• **Выбранный текст**
Хозяин, поджарый и бодрый старик семидесяти пяти лет – некогда он был чемпионом Узбекистана по спринту и бежал «сотку» за десять и две, – превратил свой дом в небольшую гостиницу. По-русски хозяин говорил прекрасно и, увидев, что я проявляю интерес к старинному дому, охотно показывал мне его. Двор с шелковицей окружала анфилада комнат, каждая из которых поражала своей пустотой: ни окон, ни мебели в комнатах не было. Скатанные рулоны постелей лежали у стен на полу; а для хранения разных вещей – посуды, книг, утвари – в стенах были сделаны ниши.
– А как же зимой? – спросил я хозяина. – Ведь, наверное, холодно?
– Холодно, – отвечал Мубиджон-ака. – Для обогрева у нас сандали.
И он объяснил, что в холодные зимние дни, когда даже ватный чапан не спасает, в углубление глинобитного пола насыпаются горячие угли, сверху ставится столик, накрытый войлочною кошмой, и люди усаживаются вокруг, просовывая под стол ноги. Чем-то это напоминает обогрев возле караванных костров – тех, у которых провёл много ночей самый первый владелец старинного дома. Да и весь дом чем-то напоминал палатку кочевника. Мало того что он был аскетично-простым (нам, европейцам, дом без мебели даже трудно представить), но он был таким не обременённым самим же собой, что казалось, собрать и сложить этот дом, чтобы двинуться в путь по ветрам и барханам пустыни, совершенно пустяшное дело. Вот только выпьем ещё по пиале кок-чая, погреемся у сандали – и тронемся по Великому шёлковому пути…
Показал мне хозяин и то, как устроены стены. На уровне полуподвала, где некогда располагались кухня и кладовые, одна из несущих стен была расчищена от штукатурки, и её анатомия выступала наглядно. С удивлением я увидел вертикально стоящие брёвна, промежутки между которыми были не то что уложены, а засыпаны чуть ли не мусором: обрезками брёвен и сучьями, камнями, хворостом и глиняными черепками. Связующим материалом служил саман – солома с навозом и глиной, – но в целом впечатление от стен было тревожное: казалось, они вот-вот должны развалиться.
– Конструкция очень надёжная. – Мубиджон-ака улыбнулся, как бы угадав мои мысли. – Эти стены пережили не одно землетрясение.

• **Данные разметки точек на фотографиях**
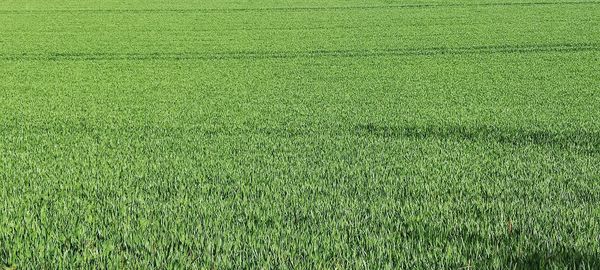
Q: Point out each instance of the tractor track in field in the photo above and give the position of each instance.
(473, 50)
(300, 9)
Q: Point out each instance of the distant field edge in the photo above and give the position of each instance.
(293, 9)
(472, 50)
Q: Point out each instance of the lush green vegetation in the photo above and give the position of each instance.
(299, 134)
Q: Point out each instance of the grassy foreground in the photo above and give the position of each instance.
(300, 134)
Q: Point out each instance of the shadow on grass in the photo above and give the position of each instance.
(587, 142)
(566, 258)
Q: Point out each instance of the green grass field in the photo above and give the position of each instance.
(300, 134)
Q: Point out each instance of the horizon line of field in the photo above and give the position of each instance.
(292, 9)
(585, 142)
(473, 50)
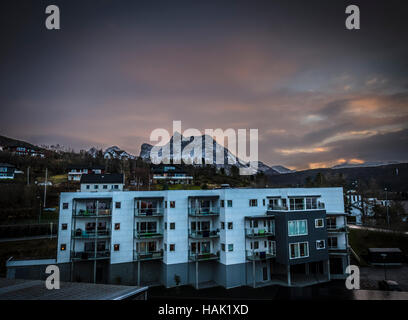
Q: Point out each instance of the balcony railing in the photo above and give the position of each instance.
(260, 254)
(204, 211)
(336, 228)
(149, 255)
(84, 234)
(259, 233)
(204, 234)
(274, 207)
(296, 207)
(204, 256)
(90, 255)
(149, 212)
(148, 234)
(92, 213)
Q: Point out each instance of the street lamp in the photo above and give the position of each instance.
(39, 216)
(386, 204)
(384, 255)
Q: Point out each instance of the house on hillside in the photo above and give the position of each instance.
(75, 172)
(7, 171)
(23, 151)
(170, 174)
(102, 182)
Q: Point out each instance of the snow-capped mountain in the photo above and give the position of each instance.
(207, 143)
(365, 164)
(113, 152)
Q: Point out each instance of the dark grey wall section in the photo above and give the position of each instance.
(283, 240)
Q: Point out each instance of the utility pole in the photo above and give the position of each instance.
(45, 186)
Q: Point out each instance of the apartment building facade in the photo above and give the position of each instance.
(228, 237)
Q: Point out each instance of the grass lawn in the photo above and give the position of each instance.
(361, 240)
(29, 249)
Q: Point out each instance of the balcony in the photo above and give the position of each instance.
(92, 213)
(150, 255)
(148, 234)
(336, 228)
(260, 255)
(204, 211)
(83, 234)
(149, 212)
(204, 234)
(204, 256)
(90, 255)
(259, 233)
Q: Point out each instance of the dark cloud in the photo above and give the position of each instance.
(117, 70)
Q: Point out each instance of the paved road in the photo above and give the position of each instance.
(27, 238)
(376, 229)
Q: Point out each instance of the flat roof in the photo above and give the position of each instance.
(18, 289)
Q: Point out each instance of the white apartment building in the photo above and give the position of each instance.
(228, 237)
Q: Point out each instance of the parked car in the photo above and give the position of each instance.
(389, 285)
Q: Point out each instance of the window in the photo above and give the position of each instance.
(297, 228)
(296, 204)
(332, 242)
(319, 223)
(299, 250)
(320, 244)
(311, 203)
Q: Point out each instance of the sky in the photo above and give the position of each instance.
(319, 94)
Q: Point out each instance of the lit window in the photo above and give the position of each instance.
(297, 227)
(253, 203)
(319, 223)
(320, 244)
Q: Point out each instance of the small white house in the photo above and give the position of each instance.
(102, 182)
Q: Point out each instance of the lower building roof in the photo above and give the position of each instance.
(17, 289)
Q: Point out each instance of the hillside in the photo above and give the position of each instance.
(394, 177)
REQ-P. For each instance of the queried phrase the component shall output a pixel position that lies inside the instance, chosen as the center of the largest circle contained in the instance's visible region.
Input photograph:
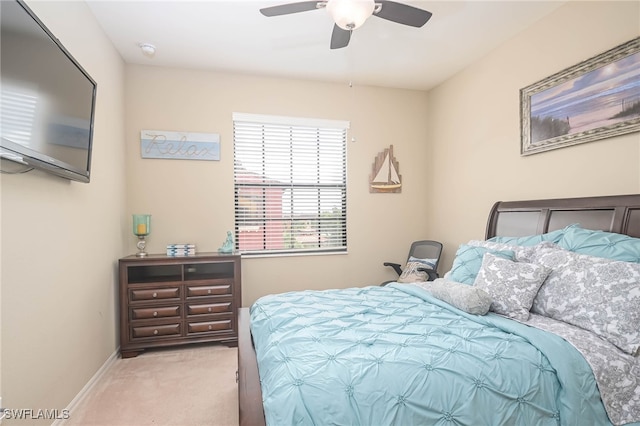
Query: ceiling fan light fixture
(350, 14)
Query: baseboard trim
(90, 384)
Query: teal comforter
(396, 356)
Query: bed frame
(617, 213)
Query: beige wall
(193, 200)
(60, 241)
(473, 123)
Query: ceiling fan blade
(285, 9)
(402, 13)
(339, 37)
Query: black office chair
(424, 249)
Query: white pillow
(467, 298)
(511, 285)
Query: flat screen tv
(47, 99)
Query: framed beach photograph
(595, 99)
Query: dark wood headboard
(615, 213)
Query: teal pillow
(532, 240)
(604, 244)
(468, 261)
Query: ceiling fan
(351, 14)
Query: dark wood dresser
(167, 301)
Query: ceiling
(232, 36)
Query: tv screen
(47, 99)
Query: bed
(400, 355)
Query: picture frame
(596, 99)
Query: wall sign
(179, 145)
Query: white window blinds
(290, 184)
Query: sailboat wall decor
(384, 176)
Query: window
(290, 184)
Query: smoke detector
(148, 49)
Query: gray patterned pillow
(467, 298)
(593, 293)
(522, 253)
(511, 285)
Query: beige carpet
(186, 386)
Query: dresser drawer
(209, 326)
(147, 294)
(156, 330)
(208, 290)
(209, 308)
(157, 312)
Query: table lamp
(141, 228)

• **Поставленная цель**
Ответьте кратко на вопросы по отрывку о старинном доме, пометив ответы теми же буквами.
(а) Чемпионом в чём когда-то был хозяин дома?
(б) Где в комнатах хранили посуду, книги и утварь?
(в) Что служило связующим материалом в стенах?

• **Готовый ответ**
(а) Он был чемпионом Узбекистана по спринту.
(б) В нишах, сделанных в стенах.
(в) Саман, то есть солома с навозом и глиной.